Brano selezionato:

********

Lo stile narrativo non è particolarmente artificioso, ma trovo sia comunque capace di creare la giusta atmosfera e molto adatto per il contesto in cui i personaggi si muovono; secondo me Long ha dato il suo meglio nelle descrizioni vivide dei tanti luoghi visitati da Hessa e nelle scene di confronto tra lei e gli altri protagonisti. Il romanzo va poi a trattare diversi temi, in primis quello dell'elaborazione del lutto, in un processo di accettazione che accompagna l'eroina per tutto il volume; si parla anche di fede religiosa (sia pur in una realtà in cui gli dèi sono reali e interagiscono spesso con gli umani) e di emancipazione femminile, nelle parti in cui vediamo le differenze tra i "barbari" del nord e il civile impero Arpa dove le donne sono cittadini di seconda categoria. Viste le tematiche, il libro contiene diversi potenziali trigger, pur non includendo mai descrizioni troppo grafiche.

********

Record forniti:
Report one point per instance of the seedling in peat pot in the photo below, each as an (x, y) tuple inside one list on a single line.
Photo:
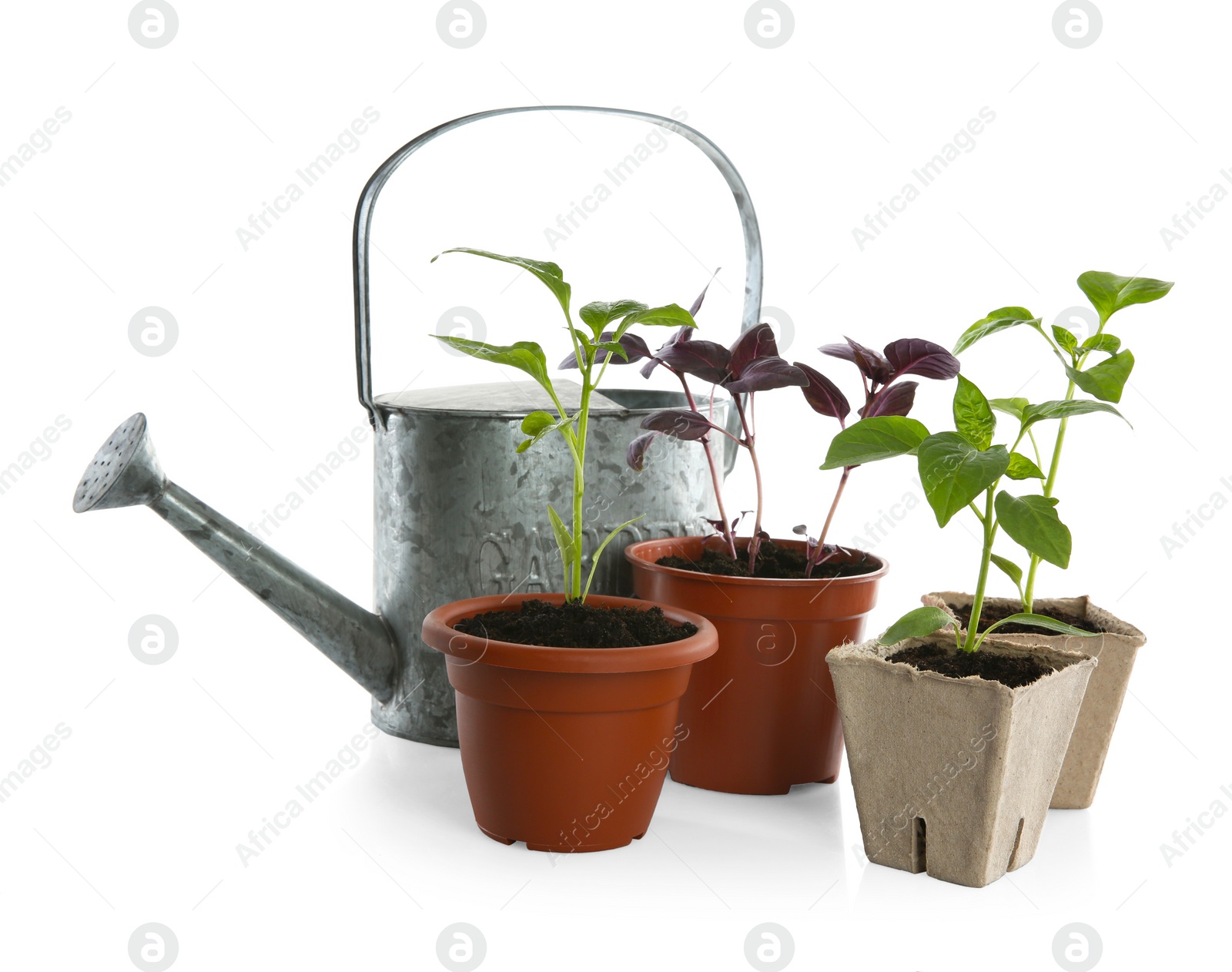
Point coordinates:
[(1104, 381), (605, 339), (956, 468)]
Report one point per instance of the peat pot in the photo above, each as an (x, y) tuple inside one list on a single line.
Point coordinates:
[(566, 748), (954, 776), (1115, 649), (761, 712)]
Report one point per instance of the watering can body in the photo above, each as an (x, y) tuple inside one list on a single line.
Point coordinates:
[(460, 514), (457, 511)]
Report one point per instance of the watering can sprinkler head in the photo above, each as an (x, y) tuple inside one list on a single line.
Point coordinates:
[(126, 474)]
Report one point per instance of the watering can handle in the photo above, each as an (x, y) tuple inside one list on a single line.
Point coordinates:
[(369, 199)]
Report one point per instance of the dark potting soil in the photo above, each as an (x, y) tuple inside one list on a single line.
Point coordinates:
[(577, 626), (782, 563), (1012, 670), (989, 615)]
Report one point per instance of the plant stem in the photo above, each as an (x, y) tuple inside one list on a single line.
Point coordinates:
[(755, 540), (977, 604), (573, 584), (714, 470), (835, 505), (1049, 484)]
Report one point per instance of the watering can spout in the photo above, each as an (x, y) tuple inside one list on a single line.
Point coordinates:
[(126, 472)]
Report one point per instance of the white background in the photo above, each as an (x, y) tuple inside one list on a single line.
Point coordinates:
[(137, 203)]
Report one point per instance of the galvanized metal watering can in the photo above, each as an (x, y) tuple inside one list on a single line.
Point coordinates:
[(451, 522)]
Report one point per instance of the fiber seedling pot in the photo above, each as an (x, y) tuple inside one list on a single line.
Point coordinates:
[(1115, 649), (952, 776), (761, 712), (564, 748)]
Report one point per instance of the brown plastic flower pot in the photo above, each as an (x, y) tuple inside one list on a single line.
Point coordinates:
[(952, 776), (1116, 649), (761, 712), (564, 748)]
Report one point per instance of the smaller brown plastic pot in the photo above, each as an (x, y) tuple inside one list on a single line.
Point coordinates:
[(761, 713), (566, 748)]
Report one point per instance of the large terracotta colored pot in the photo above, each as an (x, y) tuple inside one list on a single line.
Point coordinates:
[(761, 713), (564, 748)]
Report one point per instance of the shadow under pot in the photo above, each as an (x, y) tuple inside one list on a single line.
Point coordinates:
[(564, 748), (761, 712), (1116, 649), (954, 775)]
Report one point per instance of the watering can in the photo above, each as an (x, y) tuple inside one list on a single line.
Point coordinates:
[(450, 521)]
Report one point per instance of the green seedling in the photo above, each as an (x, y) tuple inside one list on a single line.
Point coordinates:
[(604, 338)]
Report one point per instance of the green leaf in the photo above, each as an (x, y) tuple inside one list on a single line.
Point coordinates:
[(523, 355), (954, 472), (539, 424), (1033, 524), (996, 320), (1109, 343), (598, 314), (671, 316), (973, 415), (1065, 408), (1009, 406), (918, 624), (1108, 292), (594, 559), (564, 541), (1065, 338), (550, 273), (880, 437), (1020, 468), (1043, 621), (1106, 380), (1010, 569)]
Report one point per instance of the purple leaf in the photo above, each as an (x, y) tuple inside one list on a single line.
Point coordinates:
[(636, 454), (917, 357), (893, 400), (764, 374), (874, 366), (684, 334), (704, 360), (753, 344), (634, 347), (823, 394), (679, 423)]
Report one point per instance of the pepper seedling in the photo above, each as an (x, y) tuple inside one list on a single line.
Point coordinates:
[(1104, 381), (956, 468), (605, 339)]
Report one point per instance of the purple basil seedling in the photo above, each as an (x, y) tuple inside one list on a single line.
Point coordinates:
[(749, 366), (885, 394)]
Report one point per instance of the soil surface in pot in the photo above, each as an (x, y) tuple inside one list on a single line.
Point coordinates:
[(577, 626), (774, 562), (989, 615), (1012, 670)]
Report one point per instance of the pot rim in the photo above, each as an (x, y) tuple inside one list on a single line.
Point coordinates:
[(634, 550), (468, 649), (872, 652), (1114, 626)]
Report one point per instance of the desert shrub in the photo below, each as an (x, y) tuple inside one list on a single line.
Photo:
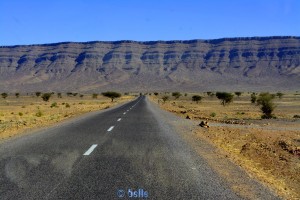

********

Consegna: Prosegui la recensione del romanzo a partire dalla sua ultima frase. I record non hanno alcun ruolo in questo lavoro.

Risposta corretta:
Per quanto riguarda l'edizione, ho apprezzato molto la presenza di una mappa dettagliata e di un glossario (con tanto di pronunce!) che, vi assicuro, può essere consultato anche durante la lettura perché non contiene spoiler, come mi è capitato di riscontrare in altri fantasy. Da ultimo, vorrei segnalare che il volume si può affrontare come autoconclusivo, nonostante venga indicato come primo di una serie; per quanto mi riguarda, non penso di continuare con i sequel, ma solo perché le sinossi di questi mi sembrano un po' banali.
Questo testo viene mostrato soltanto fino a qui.